(Dataset entries)
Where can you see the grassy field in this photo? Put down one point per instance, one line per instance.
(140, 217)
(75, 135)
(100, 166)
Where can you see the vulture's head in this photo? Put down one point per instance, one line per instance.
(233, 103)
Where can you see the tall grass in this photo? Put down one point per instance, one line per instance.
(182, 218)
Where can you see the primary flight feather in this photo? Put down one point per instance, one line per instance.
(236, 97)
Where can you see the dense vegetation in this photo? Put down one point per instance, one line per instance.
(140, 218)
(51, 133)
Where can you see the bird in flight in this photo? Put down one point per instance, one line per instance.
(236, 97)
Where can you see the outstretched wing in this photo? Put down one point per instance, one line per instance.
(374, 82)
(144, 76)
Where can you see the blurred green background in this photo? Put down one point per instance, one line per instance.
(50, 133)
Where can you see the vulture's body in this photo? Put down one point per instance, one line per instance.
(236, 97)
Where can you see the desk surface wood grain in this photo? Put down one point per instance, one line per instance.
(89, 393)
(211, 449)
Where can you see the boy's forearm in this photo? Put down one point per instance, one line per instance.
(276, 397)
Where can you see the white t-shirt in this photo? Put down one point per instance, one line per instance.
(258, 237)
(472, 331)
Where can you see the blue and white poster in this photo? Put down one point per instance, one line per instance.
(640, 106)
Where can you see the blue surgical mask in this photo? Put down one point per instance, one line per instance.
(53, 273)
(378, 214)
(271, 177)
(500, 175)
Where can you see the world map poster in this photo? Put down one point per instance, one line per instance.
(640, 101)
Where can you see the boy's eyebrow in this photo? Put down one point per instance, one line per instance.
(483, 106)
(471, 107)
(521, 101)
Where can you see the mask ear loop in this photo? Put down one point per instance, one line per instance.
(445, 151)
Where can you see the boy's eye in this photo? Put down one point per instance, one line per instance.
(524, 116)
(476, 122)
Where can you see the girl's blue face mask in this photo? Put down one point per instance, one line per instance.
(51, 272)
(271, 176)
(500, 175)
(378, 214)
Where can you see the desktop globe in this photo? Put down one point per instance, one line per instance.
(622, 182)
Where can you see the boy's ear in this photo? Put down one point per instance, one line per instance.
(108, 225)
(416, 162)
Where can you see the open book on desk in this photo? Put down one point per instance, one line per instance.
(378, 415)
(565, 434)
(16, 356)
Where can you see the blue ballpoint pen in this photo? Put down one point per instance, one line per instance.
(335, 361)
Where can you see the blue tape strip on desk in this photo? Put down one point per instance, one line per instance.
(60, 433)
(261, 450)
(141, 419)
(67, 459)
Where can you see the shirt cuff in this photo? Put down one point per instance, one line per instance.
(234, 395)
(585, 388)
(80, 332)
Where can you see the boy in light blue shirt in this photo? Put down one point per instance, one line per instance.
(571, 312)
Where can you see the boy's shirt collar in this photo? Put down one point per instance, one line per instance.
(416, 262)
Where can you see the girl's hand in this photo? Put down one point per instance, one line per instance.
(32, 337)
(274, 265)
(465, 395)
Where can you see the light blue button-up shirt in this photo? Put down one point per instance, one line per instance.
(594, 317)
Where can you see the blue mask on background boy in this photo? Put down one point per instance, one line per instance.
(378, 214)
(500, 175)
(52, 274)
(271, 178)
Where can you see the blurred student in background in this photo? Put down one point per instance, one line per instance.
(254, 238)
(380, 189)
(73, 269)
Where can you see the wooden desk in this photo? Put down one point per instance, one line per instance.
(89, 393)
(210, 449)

*YOUR GOAL:* Transcribe the data word for word.

*EXERCISE ANSWER:*
Where can you see the grassy field in this photo? Put down one point per instance, one line per instance.
(140, 217)
(75, 135)
(100, 166)
Where can you see the vulture's head in this photo? Put down one point per instance, one line per instance.
(233, 103)
Where can you see the tall grass in this photo? Put down one point per instance, one line per instance.
(182, 218)
Where can you see the primary flight feather in this photo? Put down one point per instance, one line per instance.
(236, 97)
Where can you see the dense vegetation in this photo? Put down one point per instance, one line per instance.
(140, 218)
(51, 133)
Where can you see the bird in flight in this photo? Put down one point per instance, one line per instance.
(236, 97)
Where can you see the outstretched wing in this photo? Put down one point per instance, one line per instance.
(374, 82)
(144, 76)
Where can you see the blurred green background in this photo? Put down one point per instance, one line per instance.
(50, 133)
Where can you see the vulture's body in this photo? Put down one point per instance, one line per instance.
(236, 97)
Where can you see the desk surface wood grain in this photo? Put down one point per instance, one line per instance.
(89, 393)
(211, 449)
Where can you see the boy's forearm in this photo? Put down one point per instance, one line per instance.
(276, 397)
Where can you see the white t-shirt in this photo? Put down one point per instance, one line per instance.
(258, 237)
(472, 331)
Where can you see the blue and white poster in this photo? Put down one point per instance, one line per instance.
(640, 106)
Where can you see the blue surgical mask in this photo? Put down one point per instance, one line per instance.
(53, 273)
(378, 214)
(271, 177)
(500, 175)
Where can you see the world map poster in this photo? Put down one point per instance, one line per instance.
(640, 101)
Where can you see the boy's eyebrow in this photo? Put down one point per instance, one line per instance.
(483, 106)
(471, 107)
(521, 101)
Where can you see the mask ear loop in this photo? Put down one point per instance, one line per instance.
(445, 151)
Where can you see the boy's eye in this photo? Put down one point per instance, one line per instance.
(524, 116)
(476, 122)
Where can you see the girl's blue face mask in this photo? Put down one point per instance, one line per instance.
(51, 272)
(271, 176)
(500, 175)
(378, 214)
Where can you see the desktop globe in this photo? Put down one point per instance, one line per instance.
(622, 182)
Where can you see the boy's ear in this photo? Put down one point per instance, one line per instance.
(108, 225)
(416, 162)
Where can you see the open book on desk in this photo? Put down one point per instance, one line per instance.
(378, 415)
(565, 434)
(16, 356)
Where can you see the blue ballpoint pen in this photo? Put down one point per instance, one line per instance.
(335, 361)
Where can you see the blue tape strip on desk in this photo? Put down one point per instance, one line per instance.
(60, 433)
(261, 450)
(141, 419)
(67, 459)
Where can you see the shirt cuff in this photo? Put down one point per instance, one line per instance.
(234, 395)
(585, 388)
(80, 332)
Where can you see the boy in light blue shirt in this photo? Put down one point per instance, one line per instance.
(571, 312)
Where can you see the boy's shirt collar in this photo? Put down one point per instance, one line per instance.
(416, 262)
Where can you see the girl's hand in this photo? Put down one point per instance, one line per instance.
(32, 337)
(274, 265)
(465, 395)
Where can you see the light blue button-up shirt in this photo? Put down one point per instance, one line per instance.
(594, 317)
Where can you see the blue mask on background boy in this photo? Put down one point per instance, one line per instance.
(378, 214)
(500, 175)
(52, 274)
(271, 178)
Where can you see the blurred student in background in this photo? Put down one point per instance, one line per instance.
(254, 238)
(380, 189)
(73, 269)
Where can you see the wooden desk in this photo? Put down one point per instance, one line per instance.
(89, 393)
(210, 449)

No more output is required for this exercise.